Object detection data:
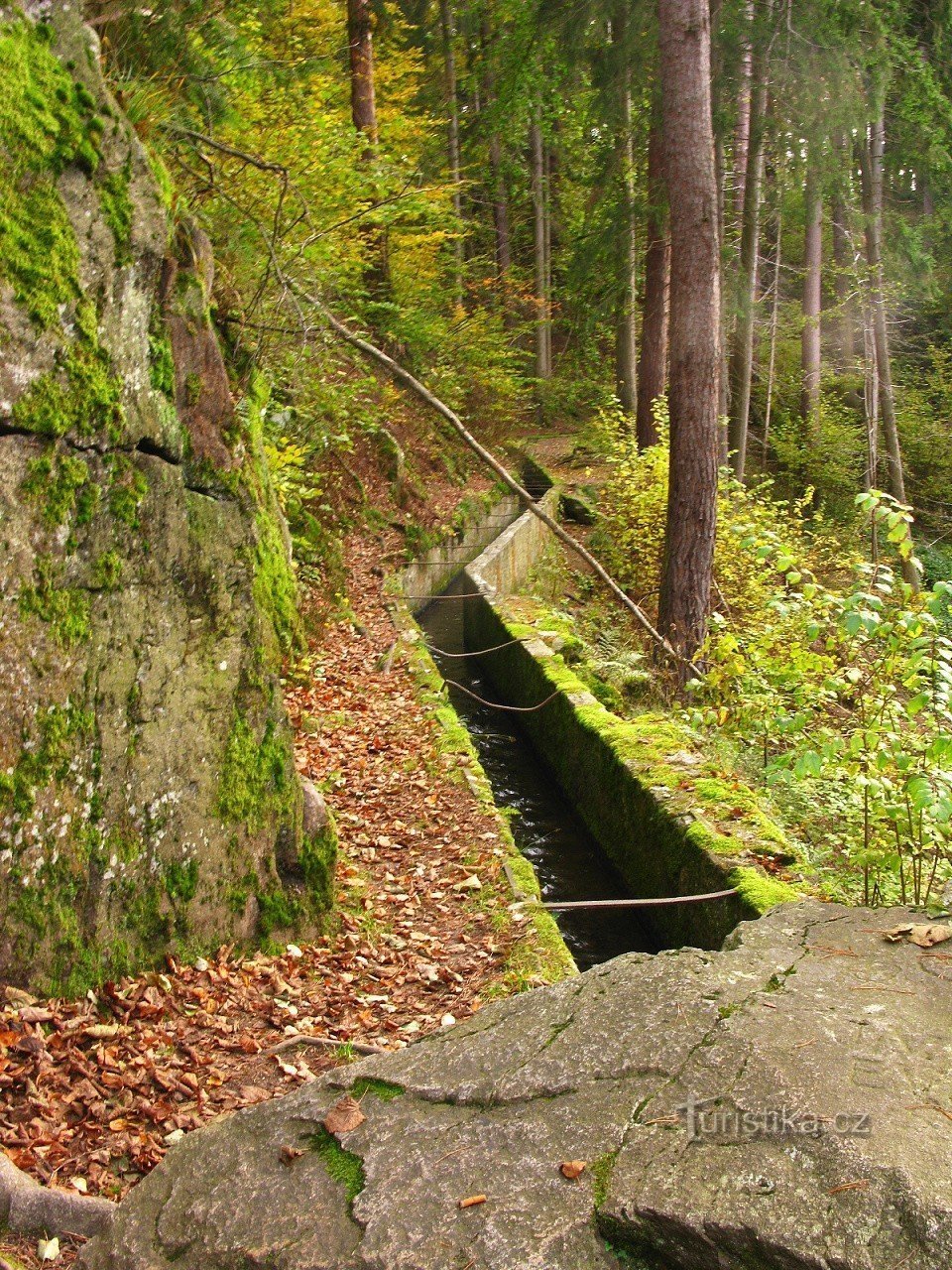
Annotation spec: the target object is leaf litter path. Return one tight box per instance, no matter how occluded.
[0,539,531,1266]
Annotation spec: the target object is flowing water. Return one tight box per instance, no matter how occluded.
[416,585,657,970]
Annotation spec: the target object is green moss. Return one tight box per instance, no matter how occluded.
[589,1151,618,1207]
[165,860,198,904]
[13,300,126,442]
[240,377,302,662]
[0,701,94,821]
[109,454,149,530]
[99,160,133,266]
[19,557,90,648]
[299,821,337,909]
[307,1128,367,1206]
[218,713,295,832]
[0,19,101,329]
[23,448,89,530]
[251,482,300,652]
[727,865,803,913]
[91,552,122,590]
[258,886,300,939]
[149,305,176,401]
[349,1076,407,1102]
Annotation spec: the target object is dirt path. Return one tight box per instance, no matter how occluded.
[0,540,542,1266]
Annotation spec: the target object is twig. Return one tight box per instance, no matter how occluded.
[264,1036,391,1058]
[286,277,697,672]
[806,944,856,961]
[542,886,738,912]
[902,1102,952,1120]
[826,1178,870,1195]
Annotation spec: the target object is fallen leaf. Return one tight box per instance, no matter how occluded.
[908,925,952,949]
[453,874,482,890]
[323,1093,367,1138]
[883,922,912,944]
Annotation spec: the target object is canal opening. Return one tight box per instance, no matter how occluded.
[416,574,660,970]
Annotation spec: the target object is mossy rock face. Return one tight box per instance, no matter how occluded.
[0,4,322,992]
[466,583,797,948]
[82,903,952,1270]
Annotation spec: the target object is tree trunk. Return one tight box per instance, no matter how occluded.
[346,0,391,300]
[861,106,919,585]
[480,20,513,282]
[530,108,551,381]
[727,3,774,480]
[489,132,513,281]
[346,0,378,148]
[542,144,554,378]
[799,165,822,439]
[833,133,856,373]
[635,121,670,449]
[833,190,856,371]
[734,0,757,222]
[612,0,639,423]
[657,0,721,675]
[439,0,464,300]
[708,0,730,456]
[763,191,783,464]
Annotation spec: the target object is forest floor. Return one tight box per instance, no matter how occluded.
[0,490,550,1270]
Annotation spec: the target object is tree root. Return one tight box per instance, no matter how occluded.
[0,1151,115,1238]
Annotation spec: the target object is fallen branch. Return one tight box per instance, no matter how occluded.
[264,1036,391,1058]
[542,886,738,913]
[286,277,697,671]
[0,1151,115,1238]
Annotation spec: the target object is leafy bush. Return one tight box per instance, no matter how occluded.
[693,491,952,904]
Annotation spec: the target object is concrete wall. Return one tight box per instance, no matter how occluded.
[401,494,528,613]
[466,495,797,948]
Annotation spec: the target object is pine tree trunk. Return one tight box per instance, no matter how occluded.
[439,0,464,300]
[799,159,822,437]
[346,0,391,301]
[657,0,721,675]
[346,0,378,147]
[861,111,919,585]
[833,191,856,372]
[489,133,513,281]
[612,0,639,423]
[708,0,730,454]
[480,20,513,282]
[733,0,757,222]
[542,145,554,378]
[831,133,856,373]
[635,121,670,449]
[530,108,549,381]
[727,4,774,480]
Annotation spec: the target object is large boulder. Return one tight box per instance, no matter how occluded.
[85,902,952,1270]
[0,0,332,993]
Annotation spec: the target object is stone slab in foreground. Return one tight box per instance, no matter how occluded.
[85,902,952,1270]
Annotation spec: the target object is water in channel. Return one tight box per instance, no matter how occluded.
[416,586,657,970]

### Task instructions
Copy the listing above line for line, leaving out the pictures.

### Solution to this exercise
Annotation spec: the target object is leaf litter path. Return one tight box per instance, no matter how occluded.
[0,539,531,1266]
Annotation spec: the target object is flowing water. Return one tight box per instance, no matter how occluded.
[416,585,657,970]
Annotation spec: the target object is green moss. Return one tight box per instance, no matter how occluded.
[589,1151,618,1207]
[165,860,198,904]
[13,300,126,442]
[240,377,302,662]
[0,701,94,821]
[109,454,149,530]
[99,160,133,266]
[19,557,90,648]
[299,821,337,909]
[307,1128,367,1206]
[218,713,295,832]
[0,19,101,329]
[23,448,89,530]
[251,482,300,652]
[727,865,803,913]
[91,552,122,590]
[258,886,300,939]
[149,305,176,401]
[349,1076,407,1102]
Annotation spec: the target object is dirt path. Return one tight box per instance, no matter how occluded.
[0,540,542,1266]
Annotation spec: the target object is twig. Return one tight box per instance, no matter how occluded.
[264,1036,391,1058]
[286,277,697,672]
[806,944,856,961]
[542,886,738,912]
[902,1102,952,1120]
[826,1178,870,1195]
Annotation spec: the target object is fallen leaf. Return one tight box per instance, no matter how occluded.
[908,925,952,949]
[453,874,482,890]
[323,1093,367,1138]
[883,922,912,944]
Annotation spec: the target object is canal opening. Return one tight box per instance, no matter how occluded.
[416,574,660,970]
Annotation spec: the target object is mossy rock face. Return one tight box per instance, no matter how occluded.
[0,4,322,992]
[466,583,797,948]
[82,903,952,1270]
Annotation spec: the target object is tree trunk. Return one tight box per instance, no matter how occluded.
[346,0,391,300]
[861,106,919,585]
[480,20,513,282]
[530,108,551,381]
[727,3,774,480]
[489,132,513,281]
[346,0,378,148]
[542,144,554,378]
[799,165,822,439]
[833,133,856,373]
[635,121,670,449]
[833,190,856,371]
[734,0,757,222]
[612,0,639,423]
[657,0,721,675]
[439,0,464,300]
[708,0,730,456]
[763,191,783,464]
Annotation spec: the target object is forest floor. Return one tight box per instance, no matter how occluded.
[0,490,550,1270]
Annotation spec: the target object is tree root. Return one tight box per instance, no matter how occluded.
[0,1151,115,1238]
Annotation spec: the target object is fallen branch. Return one tight box per instance, no matter how occluded.
[264,1036,391,1058]
[542,886,738,913]
[286,277,697,671]
[0,1151,115,1238]
Annotation spec: the target object is leafy bush. Return one tight box per instance, no matter how occluded.
[693,491,952,904]
Annotation spec: the target object is concrete wall. Return one tight box per instance, no matter how occluded.
[401,494,528,613]
[466,495,797,948]
Annotation spec: the target object is pine tree trunk. Return one tight box per instance, no matter how occluded.
[439,0,464,300]
[799,159,822,437]
[346,0,391,301]
[657,0,721,675]
[346,0,378,147]
[861,111,919,585]
[833,191,856,372]
[489,133,513,281]
[612,0,639,423]
[708,0,730,454]
[480,20,513,282]
[733,0,757,222]
[542,145,554,378]
[831,133,856,373]
[635,121,670,449]
[530,108,549,381]
[727,4,774,480]
Annotation spec: the target object is large boulder. Return one tight box per instance, no matter how occluded.
[85,902,952,1270]
[0,0,332,993]
Annotation spec: the target object is stone slab in foreground. Return one tight box per instance, no matter how occluded.
[85,902,952,1270]
Annotation spec: the target object is water in channel. Return one tight box per instance, no matter how occluded.
[416,586,657,970]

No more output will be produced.